■ PAGE EXCERPT ■
————————

Ben Butterfield is an associate in the Business Restructuring & Insolvency Group in the New York office of Morrison & Foerster.
Mr. Butterfield has represented debtors, secured creditors, unsecured creditors, official creditors’ committees, and directors and officers in complex restructuring transactions, including both out-of-court financial restructurings and chapter 11 proceedings. Mr. Butterfield has also represented clients in connection with international insolvency-related matters, including litigation-oriented matters as well as transactional work.
Prior to joining Morrison & Foerster, Mr. Butterfield was an associate in the New York office of another large law firm. He earned his J.D. from the New York University School of Law.
Mr. Butterfield is admitted to practice in New York.
In re Real Industry, Inc.(Bankr. D. Del.) Counsel to Real Industry, Inc., Real Alloy Recycling, Inc., and their affiliated debtors in their chapter 11 cases. Real Industry is a holding company with approximately one billion dollars in tax attributes. Real Alloy, a subsidiary of Real Industry, is a large-scale recycler of aluminum with operations throughout the United States, Canada, Mexico, and Europe. The debtors collectively filed for chapter 11 to restructure approximately $400 million in funded debt obligations and approximately $75 million in other obligations. In May 2018, Real Industry’s chapter 11 plan, which preserved its tax attributes, went effective and Real Alloy closed a sale of all its assets and operations, preserving 2,000 jobs and critical business relationships.
In re Ciber, Inc., et al.(Bankr. D. Del.). Counsel to Ciber, Inc. and its affiliated debtors, industry leaders in information technology, consulting, and outsourcing services, in their chapter 11 cases. Advised the companies in the successful 363 sale of substantially all of their North American and Indian assets for $90.7 million, nearly doubling the initial stalking horse bid, and assisted with the development of a liquidating plan providing for the distribution of sale proceeds and remaining value to stakeholders.

————————

■ INFORMATION SHOWN ■
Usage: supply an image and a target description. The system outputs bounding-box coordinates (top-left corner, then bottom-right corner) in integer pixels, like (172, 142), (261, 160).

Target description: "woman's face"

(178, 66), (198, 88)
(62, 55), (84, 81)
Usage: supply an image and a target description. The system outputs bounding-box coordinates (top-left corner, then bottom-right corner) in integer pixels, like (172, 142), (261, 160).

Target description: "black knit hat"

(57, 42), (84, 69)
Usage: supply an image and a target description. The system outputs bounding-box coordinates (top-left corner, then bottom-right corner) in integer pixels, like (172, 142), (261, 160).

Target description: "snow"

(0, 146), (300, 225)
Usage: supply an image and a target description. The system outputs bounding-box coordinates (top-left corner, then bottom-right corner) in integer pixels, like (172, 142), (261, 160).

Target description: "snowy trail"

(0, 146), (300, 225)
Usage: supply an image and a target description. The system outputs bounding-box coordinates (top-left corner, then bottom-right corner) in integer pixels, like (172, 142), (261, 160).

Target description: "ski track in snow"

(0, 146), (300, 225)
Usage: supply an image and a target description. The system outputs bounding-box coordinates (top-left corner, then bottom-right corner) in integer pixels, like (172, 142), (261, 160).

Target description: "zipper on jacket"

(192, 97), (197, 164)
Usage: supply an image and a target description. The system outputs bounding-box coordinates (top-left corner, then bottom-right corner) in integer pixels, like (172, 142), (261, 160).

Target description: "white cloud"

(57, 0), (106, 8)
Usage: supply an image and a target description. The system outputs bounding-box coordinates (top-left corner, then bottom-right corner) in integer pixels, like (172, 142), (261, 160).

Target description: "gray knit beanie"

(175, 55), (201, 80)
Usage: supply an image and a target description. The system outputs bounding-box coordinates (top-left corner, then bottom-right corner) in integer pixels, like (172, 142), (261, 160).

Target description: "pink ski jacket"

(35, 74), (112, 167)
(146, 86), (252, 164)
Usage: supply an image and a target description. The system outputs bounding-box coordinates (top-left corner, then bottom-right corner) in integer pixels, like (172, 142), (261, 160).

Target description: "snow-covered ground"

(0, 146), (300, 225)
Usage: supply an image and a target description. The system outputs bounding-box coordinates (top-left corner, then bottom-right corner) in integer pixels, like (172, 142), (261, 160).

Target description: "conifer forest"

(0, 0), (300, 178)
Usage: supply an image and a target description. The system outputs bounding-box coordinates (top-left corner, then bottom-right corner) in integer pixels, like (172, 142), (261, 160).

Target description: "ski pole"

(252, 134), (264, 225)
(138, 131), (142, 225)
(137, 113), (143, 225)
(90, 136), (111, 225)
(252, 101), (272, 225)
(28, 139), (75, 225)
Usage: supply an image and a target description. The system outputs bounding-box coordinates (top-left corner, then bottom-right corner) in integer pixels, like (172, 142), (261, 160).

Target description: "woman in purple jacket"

————————

■ LIST OF TASKS ■
1 > Based on the attorney profile, decide whether each statement agrees with it. Answer yes or no for each, and quote the deciding words. (a) Mr. Butterfield earned his J.D. from Columbia Law School. (b) Real Alloy has operations in Canada. (c) Ciber's North American and Indian assets sold for $90.7 million.
2 > Rewrite the passage of the attorney profile starting at "In re Real Industry, Inc.(Bankr." and ending at "critical business relationships.", substituting "copper" for "aluminum".
3 > Proceed with the attorney profile, beginning after its last sentence.

■ PER-TASK ANSWERS ■
1 >
(a) No: "He earned his J.D. from the New York University School of Law."
(b) Yes: "operations throughout the United States, Canada, Mexico, and Europe"
(c) Yes: "the successful 363 sale of substantially all of their North American and Indian assets for $90.7 million"

2 >
In re Real Industry, Inc.(Bankr. D. Del.) Counsel to Real Industry, Inc., Real Alloy Recycling, Inc., and their affiliated debtors in their chapter 11 cases. Real Industry is a holding company with approximately one billion dollars in tax attributes. Real Alloy, a subsidiary of Real Industry, is a large-scale recycler of copper with operations throughout the United States, Canada, Mexico, and Europe. The debtors collectively filed for chapter 11 to restructure approximately $400 million in funded debt obligations and approximately $75 million in other obligations. In May 2018, Real Industry’s chapter 11 plan, which preserved its tax attributes, went effective and Real Alloy closed a sale of all its assets and operations, preserving 2,000 jobs and critical business relationships.

3 >
In re 21st Century Oncology Holdings, Inc., et al.(Bankr. S.D.N.Y.) Counsel to the official committee of unsecured creditors of 21st Century Oncology Holdings, Inc. and its subsidiaries and affiliates, the largest global provider of integrated cancer care services. At the time of its filing, 21st Century Oncology had more than $1.1 billion of prepetition funded debt that it was seeking to restructure through its chapter 11 cases.
In re UCI International, LLC, et al.(Bankr. Del.) Counsel to the official committee of unsecured creditors of UCI International, one of North America's largest manufacturers of automotive replacement parts.
In re Republic Airways Holdings Inc., et al.(Bankr. S.D.N.Y.) Counsel to the official committee of unsecured creditors of Republic Airways Holdings Inc. and its affiliated debtors in their chapter 11 cases. Republic provides regional passenger services through its wholly owned subsidiaries, Shuttle America and Republic Airlines, which operate approximately 1,000 daily flights through codeshare agreements with United Continental Holdings, Inc., Delta Air Lines, Inc., and American Group, Inc.
In re Maxus Energy Corporation, et al.(Bankr. D. Del.). Counsel to Maxus Energy Corporation and four affiliated debtors in their chapter 11 cases. Maxus and its affiliated debtors are engaged primarily in the business of managing various oil and gas-related interests, as well as providing environmental remediation management services. The companies have significant environmental remediation obligations and litigation liabilities.
In re Peabody Energy, Inc., et al.(Bankr. E.D. Mo.) Counsel to the official committee of unsecured creditors of Peabody Energy, the world’s largest privately owned coal producer, and 153 of its subsidiaries, which collectively held $10.1 billion in prepetition debt.
In re Patriot Coal Corporation, et al.(Bankr. E.D. Va.) Counsel to the official committee of unsecured creditors in the chapter 11 cases of Patriot Coal Corporation, a leading producer and marketer of metallurgical and thermal coal in the eastern U.S. with approximately 2,900 active employees at the time of filing, approximately $791 million in prepetition funded debt, and significant legacy liabilities (primarily in the form of retiree benefits, pension obligations, and environmental obligations).